• [Your assignment]: What is needed is a faithful copy of all the entries, with no pictures in it.

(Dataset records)
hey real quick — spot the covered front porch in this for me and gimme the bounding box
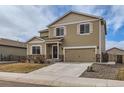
[45,38,64,62]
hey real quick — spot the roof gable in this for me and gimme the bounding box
[27,37,45,43]
[48,11,102,27]
[106,47,124,55]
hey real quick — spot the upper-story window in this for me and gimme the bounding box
[55,26,65,37]
[32,45,41,55]
[78,23,92,35]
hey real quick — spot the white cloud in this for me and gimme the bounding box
[0,5,56,42]
[106,40,124,50]
[71,5,106,17]
[71,5,96,13]
[0,5,124,51]
[107,6,124,33]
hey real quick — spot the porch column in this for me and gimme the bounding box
[27,44,29,55]
[57,42,59,59]
[45,43,47,59]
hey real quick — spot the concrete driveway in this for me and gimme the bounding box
[29,62,92,77]
[1,62,124,86]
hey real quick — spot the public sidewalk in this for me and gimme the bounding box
[0,71,124,87]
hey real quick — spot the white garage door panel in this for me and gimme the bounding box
[65,48,96,62]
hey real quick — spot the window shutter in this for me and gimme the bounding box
[64,26,66,36]
[54,28,56,37]
[77,24,80,35]
[90,23,93,33]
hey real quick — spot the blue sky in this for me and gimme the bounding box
[0,5,124,50]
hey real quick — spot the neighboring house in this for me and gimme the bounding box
[0,38,27,61]
[27,11,107,62]
[106,47,124,63]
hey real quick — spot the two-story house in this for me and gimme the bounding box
[27,11,107,62]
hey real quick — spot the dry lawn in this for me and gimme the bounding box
[0,63,48,73]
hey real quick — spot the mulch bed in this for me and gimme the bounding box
[80,63,124,80]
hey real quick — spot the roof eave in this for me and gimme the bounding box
[106,47,124,52]
[38,29,48,33]
[26,36,45,43]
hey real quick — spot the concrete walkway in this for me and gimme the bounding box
[0,63,124,86]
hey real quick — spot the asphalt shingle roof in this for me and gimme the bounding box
[0,38,26,48]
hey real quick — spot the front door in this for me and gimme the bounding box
[52,45,58,59]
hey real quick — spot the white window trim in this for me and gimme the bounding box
[54,26,66,37]
[31,45,42,55]
[77,22,93,35]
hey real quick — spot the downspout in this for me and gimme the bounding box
[99,20,102,63]
[45,43,47,59]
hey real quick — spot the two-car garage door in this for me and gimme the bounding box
[65,48,96,62]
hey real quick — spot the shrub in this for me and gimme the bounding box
[27,55,46,64]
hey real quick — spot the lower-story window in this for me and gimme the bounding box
[32,45,41,55]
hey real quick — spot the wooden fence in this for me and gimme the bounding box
[0,54,26,62]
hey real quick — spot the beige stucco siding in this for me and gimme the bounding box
[49,13,101,55]
[51,13,97,26]
[49,20,99,54]
[27,12,106,62]
[64,21,99,46]
[40,31,48,37]
[0,46,26,56]
[65,48,96,62]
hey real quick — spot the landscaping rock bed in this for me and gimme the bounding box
[80,63,124,80]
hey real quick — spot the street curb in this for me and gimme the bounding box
[0,72,124,87]
[0,73,96,87]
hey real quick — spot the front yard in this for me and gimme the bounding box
[80,63,124,80]
[0,63,49,73]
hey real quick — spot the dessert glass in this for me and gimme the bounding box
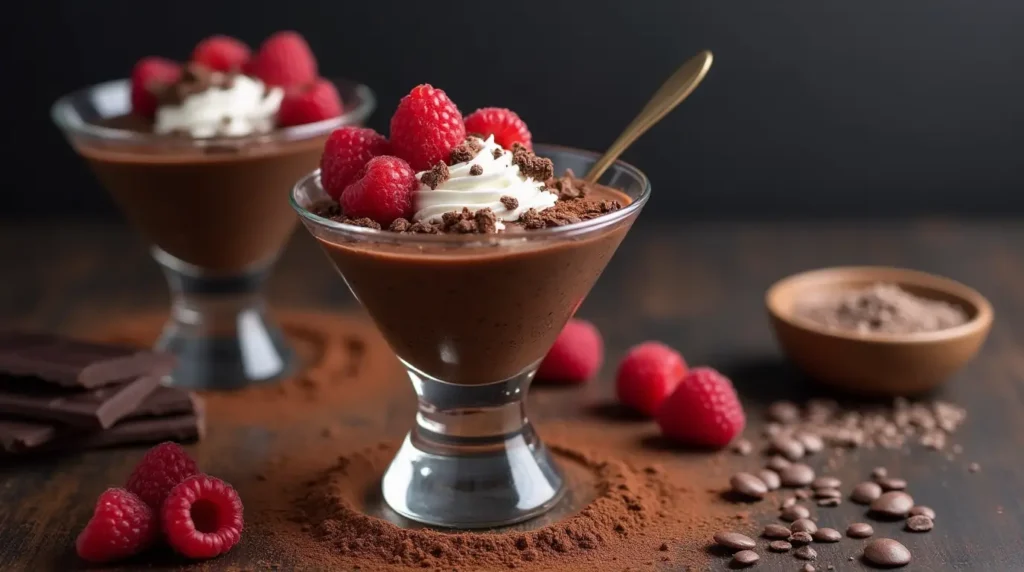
[291,145,650,528]
[52,78,375,390]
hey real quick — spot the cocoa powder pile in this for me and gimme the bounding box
[795,283,968,334]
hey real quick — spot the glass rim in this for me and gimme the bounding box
[289,143,651,245]
[50,77,376,146]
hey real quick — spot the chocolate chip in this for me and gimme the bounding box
[469,164,483,176]
[768,400,801,423]
[771,435,806,461]
[905,515,934,532]
[797,432,824,453]
[729,473,768,500]
[814,488,841,499]
[780,464,815,487]
[731,550,759,567]
[870,491,915,519]
[877,477,907,491]
[909,505,935,520]
[795,545,817,561]
[789,531,813,545]
[850,481,883,504]
[767,455,792,472]
[757,469,781,491]
[780,505,811,522]
[871,467,888,480]
[790,519,817,534]
[768,540,792,552]
[863,538,911,567]
[817,497,841,507]
[731,438,753,456]
[713,531,756,552]
[847,523,874,538]
[812,528,841,543]
[762,524,791,539]
[811,476,841,490]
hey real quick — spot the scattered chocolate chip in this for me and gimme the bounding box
[851,481,883,504]
[419,162,450,189]
[768,400,801,423]
[499,196,519,211]
[789,531,813,545]
[763,524,791,539]
[909,505,935,520]
[968,462,981,473]
[847,523,874,538]
[863,538,911,567]
[469,164,483,176]
[871,467,888,480]
[768,540,792,552]
[877,477,907,491]
[780,464,815,487]
[795,545,817,561]
[713,531,756,552]
[767,455,792,472]
[731,438,753,456]
[511,143,554,181]
[870,491,915,519]
[814,488,841,499]
[780,505,811,522]
[811,476,841,490]
[389,218,411,232]
[797,432,824,453]
[905,515,934,532]
[817,497,841,507]
[790,519,818,534]
[757,469,781,491]
[771,435,806,461]
[731,550,759,567]
[812,528,841,543]
[729,473,768,500]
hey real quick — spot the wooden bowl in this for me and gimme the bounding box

• [Result]:
hey real quick — spot the covered front porch in this for me and gimme the bounding box
[45,38,64,62]
hey real quick — spot the roof gable in this for me and gimme the bounding box
[27,37,45,43]
[48,11,102,27]
[106,47,124,55]
hey real quick — spot the upper-story window in this for me and gimme the bounding box
[55,26,65,37]
[32,45,41,55]
[78,23,92,35]
hey real quick — spot the white cloud in this for me and gimme the bounding box
[0,5,56,42]
[106,40,124,50]
[71,5,106,17]
[71,5,96,13]
[0,5,124,51]
[107,6,124,33]
hey real quick — spot the porch column in this for me and gimme the bounding box
[27,44,29,55]
[57,42,59,59]
[45,43,47,59]
hey real quick — spot the concrete driveway in this for me and gimme the bounding box
[29,62,92,77]
[1,62,124,86]
hey real quick — spot the public sidewalk in this for me and gimme the bounding box
[0,71,124,87]
hey real quick — spot the white garage door panel in this for me and gimme the bounding box
[65,48,96,62]
hey real quick — spot the window shutter in this for me and gimme the bounding box
[64,26,66,36]
[54,28,56,37]
[77,24,80,35]
[90,23,93,33]
hey real quick — spot the blue sky in this for me and gimme the bounding box
[0,5,124,50]
hey real quick — spot the neighboring house in this for me and gimme the bounding box
[0,38,27,61]
[27,11,107,62]
[106,47,124,63]
hey real quick — spot the two-story house in this for me and gimme the bounding box
[27,11,107,62]
hey real quick — spot the dry lawn in this for me and gimme the bounding box
[0,63,48,73]
hey real quick — spot the mulch bed in this for me and gimme the bounding box
[80,63,124,80]
hey real quick — spot the roof eave in this for me and gimme the bounding box
[106,47,124,52]
[38,29,48,33]
[26,36,45,43]
hey real quick — spot the concrete walkway in this for me and gimme the bounding box
[0,63,124,86]
hey real quick — spot the asphalt shingle roof in this for me and gimme the bounding box
[0,38,26,48]
hey real quick — spot the front door in this for me and gimme the bounding box
[52,45,58,59]
hey real quick — spot the white window trim in this for me and gimme the bounding box
[54,26,66,37]
[31,45,42,55]
[77,22,93,35]
hey real quick — spot the downspout in this for me and gimme the bounding box
[99,20,102,63]
[45,43,47,59]
hey real quick — spot the two-car garage door in this for me and gimme the bounding box
[65,48,96,62]
hey real quick — spot the shrub in this for me and gimme the bounding box
[27,55,46,64]
hey real quick — spot the lower-story window in this for me and gimme the bounding box
[32,45,41,55]
hey real quick — spot the wooden fence in this for me and gimme the bounding box
[0,54,26,62]
hey real quick — spot the beige stucco siding in this for me and gimme the bounding box
[49,13,101,55]
[51,13,97,26]
[49,20,99,54]
[27,12,106,62]
[64,21,99,46]
[40,31,48,37]
[0,46,26,56]
[65,48,96,62]
hey real quick — spot the landscaping rock bed in this for me and gimme the bounding box
[80,63,124,80]
hey real quick — spot the street curb in this for me and gimme the bounding box
[0,72,124,87]
[0,73,96,87]
hey real quick — spot the front yard in this for me and gimme the bounding box
[80,63,124,80]
[0,63,49,73]
hey real quick — spot the dessert glass in this for me and gimme the bounding box
[291,145,650,528]
[52,78,375,390]
hey real quick — spot the cocoa powder pile in this for me and gimme the bounding box
[795,283,968,334]
hey real quick — spot the glass rim in this for me and gimme the bounding box
[289,143,651,245]
[50,77,376,146]
hey real quick — spot the chocolate chip in this for me and gimme the bounding box
[469,164,483,176]
[768,400,801,423]
[771,435,806,461]
[905,515,934,532]
[797,432,824,453]
[729,473,768,500]
[814,488,841,499]
[780,464,815,487]
[731,550,759,567]
[870,491,915,519]
[877,477,907,491]
[909,505,935,520]
[795,545,817,561]
[789,531,813,545]
[850,481,883,504]
[767,455,792,472]
[757,469,781,491]
[780,505,811,522]
[871,467,888,480]
[790,519,817,534]
[768,540,792,552]
[863,538,911,567]
[817,497,841,507]
[731,438,753,456]
[713,531,756,552]
[847,523,874,538]
[812,528,841,543]
[762,524,791,539]
[811,476,841,490]
hey real quick — spot the scattered chocolate chip in this for me and gimme the bounding box
[851,481,883,504]
[419,162,450,189]
[768,400,801,423]
[499,196,519,211]
[789,531,813,545]
[763,524,791,539]
[909,505,935,520]
[968,462,981,473]
[847,523,874,538]
[863,538,911,567]
[469,164,483,176]
[871,467,888,480]
[768,540,792,552]
[877,477,907,491]
[780,464,815,487]
[795,545,817,561]
[713,531,756,552]
[767,455,792,472]
[731,438,753,456]
[511,143,554,181]
[870,491,915,519]
[814,488,841,499]
[780,505,811,522]
[811,476,841,490]
[389,218,411,232]
[797,432,824,453]
[905,515,934,532]
[817,497,841,507]
[790,519,818,534]
[757,469,781,491]
[771,435,806,461]
[731,550,759,567]
[812,528,841,543]
[729,473,768,500]
hey real quick — spot the wooden bowl in this for me and gimme the bounding box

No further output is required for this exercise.